▸ Required work
Reproduce the lines from the one containing "trace --target=flower calyx" through the last line, unchanged.

Outline labeling lines:

================

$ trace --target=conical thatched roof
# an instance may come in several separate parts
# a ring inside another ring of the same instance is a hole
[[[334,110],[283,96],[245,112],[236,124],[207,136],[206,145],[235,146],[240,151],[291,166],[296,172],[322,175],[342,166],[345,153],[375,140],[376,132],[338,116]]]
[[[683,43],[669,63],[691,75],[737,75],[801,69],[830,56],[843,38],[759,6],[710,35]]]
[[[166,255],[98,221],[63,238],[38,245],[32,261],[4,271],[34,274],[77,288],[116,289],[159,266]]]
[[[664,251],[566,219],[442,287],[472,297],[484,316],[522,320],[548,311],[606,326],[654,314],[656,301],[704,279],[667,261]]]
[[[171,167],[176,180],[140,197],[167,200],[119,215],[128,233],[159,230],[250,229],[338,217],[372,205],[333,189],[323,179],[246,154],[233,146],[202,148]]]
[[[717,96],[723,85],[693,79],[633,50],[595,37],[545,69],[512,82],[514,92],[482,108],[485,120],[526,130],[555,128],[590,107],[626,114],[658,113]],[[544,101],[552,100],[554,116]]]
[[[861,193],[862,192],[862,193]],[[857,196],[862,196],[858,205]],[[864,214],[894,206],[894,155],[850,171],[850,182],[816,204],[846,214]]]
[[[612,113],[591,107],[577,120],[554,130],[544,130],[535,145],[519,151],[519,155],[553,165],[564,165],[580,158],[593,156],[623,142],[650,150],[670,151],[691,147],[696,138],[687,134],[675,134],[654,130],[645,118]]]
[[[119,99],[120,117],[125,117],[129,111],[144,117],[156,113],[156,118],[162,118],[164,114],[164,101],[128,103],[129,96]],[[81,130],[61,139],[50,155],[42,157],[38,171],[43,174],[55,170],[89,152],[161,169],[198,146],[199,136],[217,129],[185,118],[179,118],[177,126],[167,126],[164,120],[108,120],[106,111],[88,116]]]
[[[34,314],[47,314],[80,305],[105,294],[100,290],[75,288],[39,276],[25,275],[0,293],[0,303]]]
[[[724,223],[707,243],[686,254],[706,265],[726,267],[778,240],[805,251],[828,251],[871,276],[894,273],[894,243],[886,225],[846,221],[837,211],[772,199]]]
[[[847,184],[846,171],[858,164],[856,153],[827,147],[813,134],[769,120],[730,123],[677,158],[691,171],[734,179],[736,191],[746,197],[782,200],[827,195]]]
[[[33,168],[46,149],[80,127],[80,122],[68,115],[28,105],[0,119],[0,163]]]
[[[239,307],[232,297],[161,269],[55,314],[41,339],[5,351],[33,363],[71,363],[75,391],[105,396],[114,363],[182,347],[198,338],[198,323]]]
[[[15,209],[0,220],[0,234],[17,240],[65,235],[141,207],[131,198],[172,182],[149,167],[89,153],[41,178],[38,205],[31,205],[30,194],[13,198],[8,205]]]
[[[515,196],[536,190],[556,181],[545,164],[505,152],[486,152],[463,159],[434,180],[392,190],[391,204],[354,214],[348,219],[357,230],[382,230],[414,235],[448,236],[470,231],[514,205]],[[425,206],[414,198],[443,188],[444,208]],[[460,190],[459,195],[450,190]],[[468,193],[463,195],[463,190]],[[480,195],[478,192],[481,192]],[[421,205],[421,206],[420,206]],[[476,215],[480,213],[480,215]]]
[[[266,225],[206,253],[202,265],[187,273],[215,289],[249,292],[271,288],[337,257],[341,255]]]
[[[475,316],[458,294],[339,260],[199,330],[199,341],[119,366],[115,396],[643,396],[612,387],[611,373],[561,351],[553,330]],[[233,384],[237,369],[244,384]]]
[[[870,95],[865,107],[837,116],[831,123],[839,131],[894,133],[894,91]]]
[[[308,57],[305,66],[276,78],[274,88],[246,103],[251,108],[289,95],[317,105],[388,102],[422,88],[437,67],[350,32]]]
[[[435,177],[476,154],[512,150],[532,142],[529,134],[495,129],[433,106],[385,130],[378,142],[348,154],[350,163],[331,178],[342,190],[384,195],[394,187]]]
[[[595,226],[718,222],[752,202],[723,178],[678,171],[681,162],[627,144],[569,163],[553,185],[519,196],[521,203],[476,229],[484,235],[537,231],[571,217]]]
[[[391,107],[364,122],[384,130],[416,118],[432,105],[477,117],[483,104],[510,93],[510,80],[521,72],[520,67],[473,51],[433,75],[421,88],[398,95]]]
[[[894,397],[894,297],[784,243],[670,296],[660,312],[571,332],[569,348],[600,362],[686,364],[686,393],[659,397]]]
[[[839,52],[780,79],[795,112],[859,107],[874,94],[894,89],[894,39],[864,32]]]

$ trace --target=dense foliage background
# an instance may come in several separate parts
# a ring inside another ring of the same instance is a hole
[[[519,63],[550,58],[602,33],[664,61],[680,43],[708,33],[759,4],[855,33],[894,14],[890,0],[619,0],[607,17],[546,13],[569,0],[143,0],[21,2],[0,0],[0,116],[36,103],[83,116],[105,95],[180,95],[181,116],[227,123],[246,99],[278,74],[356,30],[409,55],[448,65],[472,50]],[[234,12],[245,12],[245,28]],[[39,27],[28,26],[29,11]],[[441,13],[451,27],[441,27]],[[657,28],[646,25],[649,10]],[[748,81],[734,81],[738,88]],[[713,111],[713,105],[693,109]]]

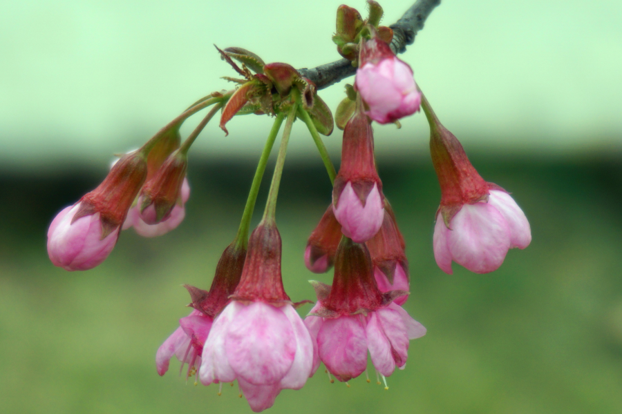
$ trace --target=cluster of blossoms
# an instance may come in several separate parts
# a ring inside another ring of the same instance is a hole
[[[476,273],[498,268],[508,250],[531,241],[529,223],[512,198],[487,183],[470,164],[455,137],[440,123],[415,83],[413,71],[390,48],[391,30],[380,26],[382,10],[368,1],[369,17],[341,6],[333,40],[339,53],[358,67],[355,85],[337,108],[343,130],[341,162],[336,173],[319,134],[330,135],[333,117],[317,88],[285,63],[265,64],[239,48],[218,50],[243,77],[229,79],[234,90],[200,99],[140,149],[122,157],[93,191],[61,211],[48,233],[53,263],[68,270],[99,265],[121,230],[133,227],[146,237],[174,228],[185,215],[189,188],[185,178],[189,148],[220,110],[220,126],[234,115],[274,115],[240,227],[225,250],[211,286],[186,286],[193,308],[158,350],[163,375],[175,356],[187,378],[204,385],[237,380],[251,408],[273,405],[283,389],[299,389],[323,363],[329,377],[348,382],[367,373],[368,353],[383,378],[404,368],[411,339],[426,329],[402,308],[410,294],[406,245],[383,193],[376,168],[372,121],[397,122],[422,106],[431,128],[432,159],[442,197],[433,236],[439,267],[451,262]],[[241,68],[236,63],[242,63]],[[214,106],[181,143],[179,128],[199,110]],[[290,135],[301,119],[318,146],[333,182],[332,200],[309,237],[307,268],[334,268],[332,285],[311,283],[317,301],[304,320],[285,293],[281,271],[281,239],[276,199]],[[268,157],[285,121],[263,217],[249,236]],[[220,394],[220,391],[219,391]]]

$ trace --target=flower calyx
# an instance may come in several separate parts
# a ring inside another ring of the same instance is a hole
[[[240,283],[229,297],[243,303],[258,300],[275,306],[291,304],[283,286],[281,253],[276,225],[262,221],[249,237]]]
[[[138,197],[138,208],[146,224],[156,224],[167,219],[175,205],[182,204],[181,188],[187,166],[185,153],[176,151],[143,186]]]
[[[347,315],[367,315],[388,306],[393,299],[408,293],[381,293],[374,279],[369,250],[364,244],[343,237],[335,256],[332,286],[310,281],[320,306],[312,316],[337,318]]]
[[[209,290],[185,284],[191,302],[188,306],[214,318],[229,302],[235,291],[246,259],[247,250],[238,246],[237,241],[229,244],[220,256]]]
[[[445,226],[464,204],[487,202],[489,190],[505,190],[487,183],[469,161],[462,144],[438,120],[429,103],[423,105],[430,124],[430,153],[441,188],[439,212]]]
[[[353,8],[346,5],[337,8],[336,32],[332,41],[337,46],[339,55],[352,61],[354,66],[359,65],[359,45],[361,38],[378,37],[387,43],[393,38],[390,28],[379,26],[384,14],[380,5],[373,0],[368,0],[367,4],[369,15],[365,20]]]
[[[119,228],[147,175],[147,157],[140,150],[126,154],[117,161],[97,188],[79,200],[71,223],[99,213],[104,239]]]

================

▸ Solution for this task
$ trace --target=flower calyx
# an instance may come in several separate parts
# a ring inside another ring of the same instance is a hole
[[[240,283],[229,297],[243,303],[258,300],[275,306],[291,304],[283,286],[281,253],[276,225],[262,221],[249,237]]]
[[[138,197],[138,208],[146,224],[156,224],[167,219],[175,205],[182,204],[181,188],[187,166],[185,153],[176,151],[143,186]]]
[[[347,315],[367,315],[388,306],[393,299],[408,293],[381,293],[374,279],[369,250],[364,244],[343,237],[335,256],[332,286],[310,281],[320,306],[312,316],[337,318]]]
[[[209,290],[185,284],[191,302],[188,306],[214,318],[229,302],[235,291],[246,259],[247,250],[238,246],[237,241],[229,244],[220,256]]]
[[[445,226],[464,204],[487,202],[489,190],[505,190],[487,183],[469,161],[462,144],[438,120],[429,103],[423,105],[430,124],[430,153],[441,188],[439,212]]]
[[[353,8],[346,5],[337,8],[336,32],[332,41],[337,46],[339,55],[352,61],[354,66],[359,65],[359,45],[361,38],[378,37],[387,43],[393,38],[390,28],[379,26],[384,14],[380,5],[373,0],[368,0],[367,4],[369,15],[365,20]]]
[[[119,228],[147,175],[147,157],[140,150],[126,154],[117,161],[97,188],[79,200],[71,223],[99,213],[104,239]]]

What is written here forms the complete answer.